The essay on Benjamin Franklin was never written.
[As usual, dots between square brackets indicate cuts made by Sidney Colvin. For full, correct and critical edition of this letter, see Mehew 3, 678.]
To Sidney Colvin [Colvin 1911, 1, pp. 308-313]
608 Bush Street, San Francisco [18 January, 1880].
My dear Colvin,
This is a circular letter to tell my estate fully. You have no right to it, being the worst of correspondents; but I wish to efface the impression of my last, so to you it goes.
Any time between eight and half-past nine in the morning, a slender gentleman in an ulster, with a volume buttoned into the breast of it, may be observed leaving No. 608 Bush and descending Powell with an active step.
The gentleman is R.L.S.; the volume relates to Benjamin Franklin, on whom he meditates one of his charming essays.
He descends Powell, crosses Market, and descends in Sixth on a Branch of the original Pine Street Coffee House, no less; I believe he would be capable of going to the original itself, if he could only find it.
In the Branch he seats himself at a table covered with waxcloth, and a pampered menial, of High-Dutch extraction and, indeed, as yet only partially extracted, lays before him a cup of coffee, a roll and a pat of butter, all, to quote the deity, very good.
A while ago, and R.L.S. used to find the supply of butter insufficient; but he has now learned the art to exactitude, and butter and roll expire at the same moment. For this refection he pays ten cents, or five pence sterling (0 pounds, 0s. 5d.).
Half an hour later, the inhabitants of Bush Street observe the same slender gentleman armed, like George Washington, with his little hatchet, splitting, kindling and breaking coal for his fire. He does this quasi-publicly upon the window-sill; but this is not to be attributed to any love of notoriety, though he is indeed vain of his prowess with the hatchet (which he persists in calling an axe), and daily surprised at the perpetuation of his fingers. The reason is this: that the sill is a strong, supporting beam, and that blows of the same emphasis in other parts of his room might knock the entire shanty into hell.

Your instructions:
Write out the letter to Colvin again, everything from "Any time between" down to "his charming essays.", substituting "overcoat" for "ulster". The lines that come next are taken from a separate source.

Excerpts of location labeling data
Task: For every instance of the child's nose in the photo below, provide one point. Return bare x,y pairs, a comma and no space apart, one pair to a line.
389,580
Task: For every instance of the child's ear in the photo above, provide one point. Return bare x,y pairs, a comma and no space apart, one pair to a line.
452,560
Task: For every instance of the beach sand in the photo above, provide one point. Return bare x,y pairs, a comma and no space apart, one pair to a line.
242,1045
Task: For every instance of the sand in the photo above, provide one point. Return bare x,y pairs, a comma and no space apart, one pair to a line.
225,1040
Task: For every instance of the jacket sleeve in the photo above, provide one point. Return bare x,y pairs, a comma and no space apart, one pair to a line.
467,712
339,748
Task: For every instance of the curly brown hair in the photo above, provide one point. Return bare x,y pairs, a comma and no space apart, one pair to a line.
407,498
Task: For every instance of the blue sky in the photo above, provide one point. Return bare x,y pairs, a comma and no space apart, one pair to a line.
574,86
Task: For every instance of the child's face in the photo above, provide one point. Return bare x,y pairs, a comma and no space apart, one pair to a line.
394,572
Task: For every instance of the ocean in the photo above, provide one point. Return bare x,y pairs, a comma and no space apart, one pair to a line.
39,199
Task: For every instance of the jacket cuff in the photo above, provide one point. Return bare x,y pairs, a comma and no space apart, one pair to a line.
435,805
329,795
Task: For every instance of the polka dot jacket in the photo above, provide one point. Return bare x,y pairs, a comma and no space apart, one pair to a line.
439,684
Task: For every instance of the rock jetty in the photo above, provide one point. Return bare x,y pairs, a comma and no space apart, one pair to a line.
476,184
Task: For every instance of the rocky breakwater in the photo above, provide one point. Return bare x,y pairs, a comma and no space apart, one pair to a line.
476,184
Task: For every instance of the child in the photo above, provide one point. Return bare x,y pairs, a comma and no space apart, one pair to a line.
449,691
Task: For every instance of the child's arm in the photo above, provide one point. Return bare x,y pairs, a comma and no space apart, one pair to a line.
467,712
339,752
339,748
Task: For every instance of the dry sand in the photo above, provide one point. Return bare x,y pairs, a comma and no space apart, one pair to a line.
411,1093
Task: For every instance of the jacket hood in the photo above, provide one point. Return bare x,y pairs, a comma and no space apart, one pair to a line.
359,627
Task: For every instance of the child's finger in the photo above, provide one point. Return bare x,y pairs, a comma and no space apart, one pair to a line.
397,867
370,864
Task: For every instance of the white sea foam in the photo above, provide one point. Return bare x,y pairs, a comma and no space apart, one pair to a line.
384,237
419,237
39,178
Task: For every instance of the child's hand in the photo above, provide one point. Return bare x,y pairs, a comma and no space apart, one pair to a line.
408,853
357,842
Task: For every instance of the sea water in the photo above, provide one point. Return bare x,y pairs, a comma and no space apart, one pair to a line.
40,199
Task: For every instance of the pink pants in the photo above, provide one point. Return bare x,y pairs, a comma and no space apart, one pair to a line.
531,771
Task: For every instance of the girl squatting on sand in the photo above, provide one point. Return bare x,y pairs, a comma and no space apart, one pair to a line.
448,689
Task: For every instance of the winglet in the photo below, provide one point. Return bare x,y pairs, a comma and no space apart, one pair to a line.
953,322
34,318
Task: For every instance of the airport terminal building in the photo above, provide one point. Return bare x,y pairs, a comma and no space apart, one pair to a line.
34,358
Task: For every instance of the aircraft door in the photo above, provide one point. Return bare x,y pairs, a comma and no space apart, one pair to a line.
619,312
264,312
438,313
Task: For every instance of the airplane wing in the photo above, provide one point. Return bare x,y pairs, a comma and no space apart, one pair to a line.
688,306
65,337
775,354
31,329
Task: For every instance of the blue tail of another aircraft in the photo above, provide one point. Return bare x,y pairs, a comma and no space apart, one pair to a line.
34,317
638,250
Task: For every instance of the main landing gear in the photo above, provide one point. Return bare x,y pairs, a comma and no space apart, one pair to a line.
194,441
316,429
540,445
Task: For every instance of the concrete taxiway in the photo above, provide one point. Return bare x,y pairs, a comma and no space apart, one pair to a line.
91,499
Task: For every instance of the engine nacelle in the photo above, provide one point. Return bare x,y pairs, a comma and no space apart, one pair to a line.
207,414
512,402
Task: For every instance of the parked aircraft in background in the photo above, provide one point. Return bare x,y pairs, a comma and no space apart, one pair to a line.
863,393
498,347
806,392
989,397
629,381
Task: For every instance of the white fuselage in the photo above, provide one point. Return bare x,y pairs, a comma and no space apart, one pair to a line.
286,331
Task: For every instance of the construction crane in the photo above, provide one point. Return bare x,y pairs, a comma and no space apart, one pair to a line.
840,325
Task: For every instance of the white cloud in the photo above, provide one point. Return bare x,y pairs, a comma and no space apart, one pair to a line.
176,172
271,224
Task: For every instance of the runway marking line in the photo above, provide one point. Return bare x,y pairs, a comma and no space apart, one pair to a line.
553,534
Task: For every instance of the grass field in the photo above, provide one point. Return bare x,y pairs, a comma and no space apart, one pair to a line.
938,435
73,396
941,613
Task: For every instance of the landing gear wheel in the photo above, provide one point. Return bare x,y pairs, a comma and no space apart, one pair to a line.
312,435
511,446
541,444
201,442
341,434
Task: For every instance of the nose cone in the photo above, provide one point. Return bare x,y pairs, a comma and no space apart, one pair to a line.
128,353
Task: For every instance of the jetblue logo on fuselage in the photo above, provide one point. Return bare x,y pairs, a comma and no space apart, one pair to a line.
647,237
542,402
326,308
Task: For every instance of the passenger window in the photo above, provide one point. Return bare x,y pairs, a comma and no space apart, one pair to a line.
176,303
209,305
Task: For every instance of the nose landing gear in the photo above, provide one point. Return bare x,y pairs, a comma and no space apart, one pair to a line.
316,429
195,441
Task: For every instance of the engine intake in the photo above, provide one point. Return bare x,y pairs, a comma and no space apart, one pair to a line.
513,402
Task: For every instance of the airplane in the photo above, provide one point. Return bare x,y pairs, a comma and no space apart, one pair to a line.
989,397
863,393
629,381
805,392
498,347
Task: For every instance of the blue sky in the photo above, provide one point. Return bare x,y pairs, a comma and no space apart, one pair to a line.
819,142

Answer to this exercise:
Any time between eight and half-past nine in the morning, a slender gentleman in an overcoat, with a volume buttoned into the breast of it, may be observed leaving No. 608 Bush and descending Powell with an active step.
The gentleman is R.L.S.; the volume relates to Benjamin Franklin, on whom he meditates one of his charming essays.